▶ _Exercise goal_: Give the count of lines below that include the word "distant", and say nothing else.

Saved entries
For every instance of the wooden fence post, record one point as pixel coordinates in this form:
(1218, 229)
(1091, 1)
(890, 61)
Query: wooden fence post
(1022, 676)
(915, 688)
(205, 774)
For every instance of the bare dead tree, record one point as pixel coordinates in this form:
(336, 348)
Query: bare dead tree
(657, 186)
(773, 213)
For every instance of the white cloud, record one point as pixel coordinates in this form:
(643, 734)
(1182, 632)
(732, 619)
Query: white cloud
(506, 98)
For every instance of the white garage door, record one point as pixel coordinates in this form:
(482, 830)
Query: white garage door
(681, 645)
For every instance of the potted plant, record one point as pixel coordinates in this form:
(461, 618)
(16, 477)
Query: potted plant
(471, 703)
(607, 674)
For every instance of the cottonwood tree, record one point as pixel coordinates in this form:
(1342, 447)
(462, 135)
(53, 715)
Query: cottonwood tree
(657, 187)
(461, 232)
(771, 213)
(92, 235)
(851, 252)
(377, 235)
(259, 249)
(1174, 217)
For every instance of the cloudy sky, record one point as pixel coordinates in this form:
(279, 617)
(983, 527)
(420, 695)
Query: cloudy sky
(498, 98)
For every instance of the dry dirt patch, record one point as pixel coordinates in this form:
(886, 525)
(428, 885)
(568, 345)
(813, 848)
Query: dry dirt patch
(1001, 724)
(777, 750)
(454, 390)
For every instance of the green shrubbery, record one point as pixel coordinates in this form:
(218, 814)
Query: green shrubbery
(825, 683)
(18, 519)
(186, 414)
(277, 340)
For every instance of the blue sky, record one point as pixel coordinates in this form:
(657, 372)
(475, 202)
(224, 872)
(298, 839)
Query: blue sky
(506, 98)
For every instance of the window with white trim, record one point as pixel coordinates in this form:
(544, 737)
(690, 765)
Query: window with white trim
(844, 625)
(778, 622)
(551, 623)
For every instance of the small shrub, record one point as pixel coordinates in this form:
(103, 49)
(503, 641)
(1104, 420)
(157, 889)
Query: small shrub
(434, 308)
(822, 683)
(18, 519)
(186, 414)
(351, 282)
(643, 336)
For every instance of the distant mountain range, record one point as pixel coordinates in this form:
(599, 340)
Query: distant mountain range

...

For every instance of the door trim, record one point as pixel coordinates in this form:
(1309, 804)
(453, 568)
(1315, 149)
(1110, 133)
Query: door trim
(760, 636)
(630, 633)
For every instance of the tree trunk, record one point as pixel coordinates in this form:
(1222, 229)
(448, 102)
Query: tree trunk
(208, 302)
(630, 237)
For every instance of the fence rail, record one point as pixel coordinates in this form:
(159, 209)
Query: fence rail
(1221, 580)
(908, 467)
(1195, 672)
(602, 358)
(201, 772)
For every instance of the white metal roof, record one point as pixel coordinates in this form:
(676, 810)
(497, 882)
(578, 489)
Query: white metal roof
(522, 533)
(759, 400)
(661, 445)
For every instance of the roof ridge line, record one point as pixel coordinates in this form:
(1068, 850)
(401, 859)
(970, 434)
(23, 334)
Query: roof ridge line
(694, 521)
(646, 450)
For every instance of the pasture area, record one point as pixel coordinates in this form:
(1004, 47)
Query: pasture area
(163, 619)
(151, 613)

▶ _Task output_: 2